Dataset excerpt
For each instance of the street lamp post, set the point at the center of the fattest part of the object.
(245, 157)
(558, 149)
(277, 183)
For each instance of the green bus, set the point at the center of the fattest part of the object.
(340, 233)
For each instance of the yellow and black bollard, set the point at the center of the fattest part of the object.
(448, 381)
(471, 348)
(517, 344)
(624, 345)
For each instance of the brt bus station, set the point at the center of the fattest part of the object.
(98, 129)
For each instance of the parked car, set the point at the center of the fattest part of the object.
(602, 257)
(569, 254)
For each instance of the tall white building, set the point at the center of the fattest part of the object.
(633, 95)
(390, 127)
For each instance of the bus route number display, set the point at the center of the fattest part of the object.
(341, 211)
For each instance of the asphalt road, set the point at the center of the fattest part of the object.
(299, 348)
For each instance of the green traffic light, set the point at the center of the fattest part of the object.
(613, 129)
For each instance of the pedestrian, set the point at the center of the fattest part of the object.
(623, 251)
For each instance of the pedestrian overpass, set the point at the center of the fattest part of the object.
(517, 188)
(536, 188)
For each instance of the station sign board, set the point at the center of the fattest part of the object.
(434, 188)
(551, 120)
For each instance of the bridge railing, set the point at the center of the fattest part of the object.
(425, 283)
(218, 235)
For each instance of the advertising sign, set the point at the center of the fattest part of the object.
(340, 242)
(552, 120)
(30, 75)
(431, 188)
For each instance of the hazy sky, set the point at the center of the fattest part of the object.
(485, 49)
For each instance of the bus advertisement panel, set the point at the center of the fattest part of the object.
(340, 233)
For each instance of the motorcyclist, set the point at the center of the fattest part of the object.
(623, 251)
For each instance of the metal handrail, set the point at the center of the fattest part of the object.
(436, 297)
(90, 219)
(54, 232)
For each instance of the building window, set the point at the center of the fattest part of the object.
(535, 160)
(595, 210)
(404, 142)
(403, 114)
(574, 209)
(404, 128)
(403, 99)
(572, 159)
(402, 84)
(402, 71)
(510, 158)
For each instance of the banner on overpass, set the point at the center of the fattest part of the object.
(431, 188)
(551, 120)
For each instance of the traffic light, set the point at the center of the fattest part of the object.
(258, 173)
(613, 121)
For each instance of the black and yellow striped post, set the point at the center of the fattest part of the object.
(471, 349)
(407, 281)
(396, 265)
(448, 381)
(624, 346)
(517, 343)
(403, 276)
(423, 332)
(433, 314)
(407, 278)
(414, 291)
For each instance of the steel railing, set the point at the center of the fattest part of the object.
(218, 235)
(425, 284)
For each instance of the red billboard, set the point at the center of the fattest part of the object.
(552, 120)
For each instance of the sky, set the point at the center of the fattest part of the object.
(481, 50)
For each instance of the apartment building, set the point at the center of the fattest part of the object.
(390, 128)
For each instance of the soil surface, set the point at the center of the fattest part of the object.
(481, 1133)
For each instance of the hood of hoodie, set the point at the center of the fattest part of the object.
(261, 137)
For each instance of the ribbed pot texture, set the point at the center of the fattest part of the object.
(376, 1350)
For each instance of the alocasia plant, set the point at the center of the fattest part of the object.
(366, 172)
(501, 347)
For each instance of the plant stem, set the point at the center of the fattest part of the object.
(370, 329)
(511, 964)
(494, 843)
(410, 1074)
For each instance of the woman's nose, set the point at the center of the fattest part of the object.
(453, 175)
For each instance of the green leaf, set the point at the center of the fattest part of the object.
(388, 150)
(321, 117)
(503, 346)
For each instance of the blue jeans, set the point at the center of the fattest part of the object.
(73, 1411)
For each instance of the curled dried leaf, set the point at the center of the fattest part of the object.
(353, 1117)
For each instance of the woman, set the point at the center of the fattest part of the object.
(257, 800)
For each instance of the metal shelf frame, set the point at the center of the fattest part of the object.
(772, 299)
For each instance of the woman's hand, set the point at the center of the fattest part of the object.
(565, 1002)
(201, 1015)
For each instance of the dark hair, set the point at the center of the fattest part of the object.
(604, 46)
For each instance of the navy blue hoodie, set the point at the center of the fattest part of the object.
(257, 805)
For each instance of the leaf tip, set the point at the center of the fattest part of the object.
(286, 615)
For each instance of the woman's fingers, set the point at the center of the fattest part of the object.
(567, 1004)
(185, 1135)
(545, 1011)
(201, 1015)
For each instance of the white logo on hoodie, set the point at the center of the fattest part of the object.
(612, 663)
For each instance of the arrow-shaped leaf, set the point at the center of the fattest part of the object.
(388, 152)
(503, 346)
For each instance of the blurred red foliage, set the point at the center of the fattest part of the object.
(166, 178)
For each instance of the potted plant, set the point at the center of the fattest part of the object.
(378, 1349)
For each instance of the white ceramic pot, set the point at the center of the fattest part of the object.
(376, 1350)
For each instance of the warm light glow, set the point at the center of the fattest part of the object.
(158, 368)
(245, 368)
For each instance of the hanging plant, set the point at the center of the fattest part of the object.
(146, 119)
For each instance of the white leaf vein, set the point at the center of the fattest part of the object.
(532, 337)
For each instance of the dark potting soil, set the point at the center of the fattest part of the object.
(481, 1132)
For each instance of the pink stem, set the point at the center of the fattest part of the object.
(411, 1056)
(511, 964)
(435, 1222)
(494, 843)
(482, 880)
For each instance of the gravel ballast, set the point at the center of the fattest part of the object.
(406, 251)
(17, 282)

DIRECTION:
Copy out the full material exactly as it appears.

RESULT FOR THIS EXERCISE:
For each instance of the street lamp post, set the point at the center of the fattest part of the object.
(245, 157)
(558, 149)
(277, 183)
For each instance of the green bus, set the point at the center of the fattest part of the object.
(340, 233)
For each instance of the yellow and black bollard, set the point at the center of the fattest part of the object.
(448, 381)
(471, 348)
(517, 344)
(624, 345)
For each instance of the brt bus station, set the point at the center of the fattest part of the object.
(98, 129)
For each instance of the parked car, set the point at the center of the fattest part of the object.
(602, 257)
(569, 254)
For each instance of the tall white building, set the point at the center of the fattest part of the object.
(633, 95)
(390, 127)
For each instance of the bus route number display, set the point at the center of the fattest part of the object.
(341, 211)
For each instance of the asphalt road, set the point at the center of the fattest part of the object.
(299, 348)
For each instance of the green traffic light, set the point at the center of the fattest part of the object.
(613, 129)
For each instance of the pedestrian, set the point at the center of the fattest part of the object.
(623, 251)
For each instance of the pedestrian overpass, set the point at the center of the fattest part of the object.
(517, 188)
(536, 188)
For each instance of the station sign board, set the point at the center of the fattest part of the object.
(434, 188)
(551, 120)
For each instance of the bridge railing, set the point at the center of the fattest part of the object.
(425, 283)
(218, 235)
For each instance of the advertising sign, set the point at the center of the fattest part of the object.
(340, 242)
(552, 120)
(30, 75)
(431, 188)
For each instance of the hazy sky, set the point at the center of the fattest part of the object.
(485, 49)
For each instance of the bus advertisement panel, set the point at the center of the fattest part of the object.
(340, 233)
For each instance of the motorcyclist, set the point at the center of the fattest part of the object.
(623, 251)
For each instance of the metal handrail, set the point at the center of the fattest part of the object.
(436, 297)
(90, 219)
(54, 232)
For each instance of the building window, set the point at the center of the fattest part of the object.
(535, 160)
(595, 210)
(404, 142)
(403, 114)
(574, 209)
(404, 128)
(403, 99)
(572, 159)
(402, 84)
(402, 71)
(510, 158)
For each instance of the banner on overpass, set the point at the center of the fattest part of the object.
(431, 188)
(551, 120)
For each instance of the traffic light, set the point at the center of the fattest part of the object.
(258, 173)
(613, 121)
For each instance of the black and yellow striped post, set the point at the center of the fattest part of the object.
(471, 349)
(407, 281)
(396, 265)
(448, 381)
(624, 346)
(517, 343)
(403, 276)
(423, 332)
(433, 314)
(407, 278)
(414, 291)
For each instance of the steel railing, set the point at the center of the fattest part of the object.
(218, 235)
(425, 284)
For each instance of the red billboard, set the point at the center of the fattest part of the object.
(552, 120)
For each instance of the sky, set the point at the center of the fattest part of the object.
(481, 50)
For each instance of the apartment building, set the point at the center of the fattest part of the object.
(390, 128)
For each instance of the soil surface, set the point at the center of the fattest part of the object.
(481, 1133)
For each instance of the hood of hoodie, set the point at the center of the fattest part of the object.
(261, 137)
For each instance of the ribbed pot texture, set the point at the center of the fattest part of the object.
(376, 1350)
For each instance of the alocasia plant, set the point at the center of the fattest part of the object.
(366, 172)
(501, 347)
For each instance of the plant stem, set the point at the center of the fattest part of the object.
(370, 329)
(511, 964)
(494, 843)
(410, 1074)
For each instance of the woman's nose, set the point at the center of the fattest part of the object.
(453, 175)
For each instance of the green leaf, set the point at the center of the fattest part of the object.
(388, 150)
(321, 117)
(503, 346)
For each instance of the blue jeans, set the point at the center of the fattest part of the object.
(73, 1411)
For each instance of the curled dried leaf, set the point at the center of the fattest part of the object.
(353, 1117)
For each instance of the woman, set the point at the center of the fattest part of the object.
(257, 800)
For each instance of the metal shelf frame, set the point at the center of the fattest part of the object.
(772, 299)
For each instance of the woman's hand, set the point at the center of the fattest part of the object.
(565, 1002)
(201, 1015)
For each instance of the dark hair, set the point at the center of the fattest part of the object.
(604, 46)
For each instance of the navy blue hoodie, set the point at the center of the fattest part of the object.
(257, 805)
For each instance of the leaf tip, set the point at the center of the fattest part of the object.
(286, 615)
For each instance of the woman's fingers, set the point at the center of the fattest part of the object.
(567, 1004)
(185, 1135)
(545, 1011)
(201, 1015)
For each instance of the white logo on hoodie, set the point at the center of the fattest part of the object.
(612, 663)
For each instance of the arrow-shaped leaf, set the point at the center of the fattest part of the object.
(388, 152)
(503, 346)
For each instance of the blurred red foliage, set the point at the center of the fattest part of the object.
(166, 178)
For each instance of the potted plant, set the point at the center of the fattest part of the object.
(378, 1349)
For each instance of the white ceramic pot, set the point at the center of the fattest part of the object.
(376, 1350)
For each instance of the warm light glow, set the point at the center of the fattest part of the object.
(158, 368)
(245, 368)
For each instance of the hanging plant, set the point at the center of the fattest part of the object.
(146, 119)
For each instance of the white leaf vein, set the point at the center of the fattest part of the object.
(532, 337)
For each instance of the dark potting soil, set the point at the center of the fattest part of the object.
(481, 1132)
For each instance of the pink stem, set the point at the center of the fattest part of the object.
(411, 1056)
(511, 964)
(435, 1222)
(494, 843)
(482, 880)
For each instance of the gravel ballast, set the point at the center of the fattest part of the object.
(406, 251)
(17, 282)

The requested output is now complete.